Entries taken from a collection
= = = =

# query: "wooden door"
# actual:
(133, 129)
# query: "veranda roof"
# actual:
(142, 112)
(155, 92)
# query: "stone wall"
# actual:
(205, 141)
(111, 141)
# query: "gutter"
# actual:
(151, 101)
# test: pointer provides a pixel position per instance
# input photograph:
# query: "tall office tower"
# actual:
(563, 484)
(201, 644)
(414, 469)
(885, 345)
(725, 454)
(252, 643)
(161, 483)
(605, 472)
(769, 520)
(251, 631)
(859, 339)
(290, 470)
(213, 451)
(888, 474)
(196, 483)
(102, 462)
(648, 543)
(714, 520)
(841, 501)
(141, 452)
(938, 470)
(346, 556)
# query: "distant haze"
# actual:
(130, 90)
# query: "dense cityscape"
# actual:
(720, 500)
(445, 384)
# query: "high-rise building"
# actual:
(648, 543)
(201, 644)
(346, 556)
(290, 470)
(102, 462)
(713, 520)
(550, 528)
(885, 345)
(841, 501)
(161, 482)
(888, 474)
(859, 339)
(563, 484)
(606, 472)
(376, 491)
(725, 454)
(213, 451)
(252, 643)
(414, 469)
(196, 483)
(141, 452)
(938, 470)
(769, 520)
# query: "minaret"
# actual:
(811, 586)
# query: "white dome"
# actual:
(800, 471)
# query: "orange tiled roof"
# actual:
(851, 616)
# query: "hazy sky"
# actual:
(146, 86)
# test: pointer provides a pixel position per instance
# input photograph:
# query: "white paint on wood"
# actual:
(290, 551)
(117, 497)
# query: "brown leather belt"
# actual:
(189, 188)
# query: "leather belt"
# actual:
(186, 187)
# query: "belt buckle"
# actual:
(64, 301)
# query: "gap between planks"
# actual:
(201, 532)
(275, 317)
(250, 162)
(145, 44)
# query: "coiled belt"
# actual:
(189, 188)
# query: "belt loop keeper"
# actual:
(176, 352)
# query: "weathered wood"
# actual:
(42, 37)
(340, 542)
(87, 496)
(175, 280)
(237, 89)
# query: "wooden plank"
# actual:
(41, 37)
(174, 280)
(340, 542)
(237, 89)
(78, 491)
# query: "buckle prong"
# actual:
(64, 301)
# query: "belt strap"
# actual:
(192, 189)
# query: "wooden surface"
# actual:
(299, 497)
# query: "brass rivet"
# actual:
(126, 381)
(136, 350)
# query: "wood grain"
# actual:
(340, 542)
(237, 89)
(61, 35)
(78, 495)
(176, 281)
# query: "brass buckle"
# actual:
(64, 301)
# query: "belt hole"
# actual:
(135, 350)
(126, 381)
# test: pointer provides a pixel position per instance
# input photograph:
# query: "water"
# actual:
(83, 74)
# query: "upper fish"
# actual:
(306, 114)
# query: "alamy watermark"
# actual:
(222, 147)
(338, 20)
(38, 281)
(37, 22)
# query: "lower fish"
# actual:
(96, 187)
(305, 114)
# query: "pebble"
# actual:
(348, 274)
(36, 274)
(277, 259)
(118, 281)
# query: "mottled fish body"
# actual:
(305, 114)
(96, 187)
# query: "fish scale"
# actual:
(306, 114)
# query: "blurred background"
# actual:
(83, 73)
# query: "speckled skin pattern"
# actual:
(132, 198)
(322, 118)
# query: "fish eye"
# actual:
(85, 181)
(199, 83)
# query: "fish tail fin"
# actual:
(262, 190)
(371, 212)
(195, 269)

= = = =

▶ [GOAL] The records above should be returned exactly.

▶ [ANSWER TO THIS EXERCISE]
# query: "wooden door"
# actual:
(133, 129)
# query: "veranda roof"
# actual:
(142, 112)
(155, 92)
# query: "stone wall"
# actual:
(205, 141)
(111, 141)
# query: "gutter"
# actual:
(151, 101)
# test: pointer provides a pixel position per instance
# input photograph:
# query: "tall office tower"
# actual:
(563, 484)
(201, 644)
(414, 469)
(885, 345)
(725, 454)
(252, 643)
(161, 483)
(605, 472)
(769, 520)
(251, 631)
(859, 339)
(290, 470)
(213, 451)
(888, 474)
(196, 483)
(102, 462)
(648, 543)
(714, 520)
(841, 501)
(141, 452)
(938, 470)
(346, 556)
# query: "distant haze"
# actual:
(130, 90)
# query: "dense cityscape"
# actual:
(720, 500)
(445, 384)
# query: "high-rise building"
# actual:
(648, 543)
(201, 644)
(346, 556)
(290, 470)
(102, 462)
(713, 520)
(550, 528)
(885, 345)
(841, 501)
(161, 482)
(888, 474)
(859, 339)
(563, 484)
(606, 472)
(376, 491)
(725, 454)
(213, 451)
(252, 643)
(414, 469)
(196, 483)
(141, 452)
(938, 470)
(769, 520)
# query: "minaret"
# actual:
(811, 586)
# query: "white dome"
# actual:
(800, 471)
# query: "orange tiled roof"
# actual:
(851, 616)
# query: "hazy sky"
# actual:
(146, 86)
# test: pointer provides a pixel position per instance
# input photograph:
# query: "white paint on wood"
# actual:
(290, 551)
(117, 497)
# query: "brown leather belt"
# actual:
(189, 188)
# query: "leather belt"
# actual:
(186, 187)
# query: "belt buckle"
# actual:
(64, 301)
# query: "gap between planks"
# actual:
(201, 532)
(275, 317)
(250, 162)
(145, 44)
# query: "coiled belt"
# actual:
(189, 188)
# query: "belt loop keeper"
# actual:
(176, 352)
# query: "weathered wood"
# actual:
(42, 37)
(340, 542)
(87, 496)
(175, 280)
(237, 89)
# query: "wooden plank"
# actual:
(41, 37)
(174, 280)
(340, 542)
(237, 89)
(78, 491)
# query: "buckle prong"
# actual:
(64, 301)
# query: "belt strap"
# actual:
(192, 189)
# query: "wooden surface"
# actual:
(299, 497)
# query: "brass rivet"
# actual:
(126, 381)
(136, 350)
# query: "wood grain"
# actual:
(340, 542)
(237, 89)
(61, 35)
(78, 495)
(176, 281)
# query: "brass buckle"
# actual:
(64, 301)
# query: "belt hole"
# actual:
(135, 350)
(126, 381)
# test: pointer provides a pixel position per instance
# input photograph:
# query: "water"
# actual:
(83, 74)
# query: "upper fish"
# actual:
(306, 114)
# query: "alamy watermark"
# actual:
(222, 147)
(338, 20)
(38, 281)
(37, 22)
# query: "lower fish"
# actual:
(96, 187)
(305, 114)
# query: "pebble"
# actual:
(348, 274)
(36, 274)
(277, 259)
(118, 281)
# query: "mottled fish body"
# actual:
(305, 114)
(96, 187)
# query: "fish scale"
# actual:
(306, 114)
# query: "blurred background"
# actual:
(83, 73)
# query: "speckled skin pattern"
# actual:
(132, 198)
(322, 118)
# query: "fish eye"
# actual:
(85, 181)
(199, 83)
# query: "fish tail fin"
# actual:
(262, 190)
(371, 212)
(195, 269)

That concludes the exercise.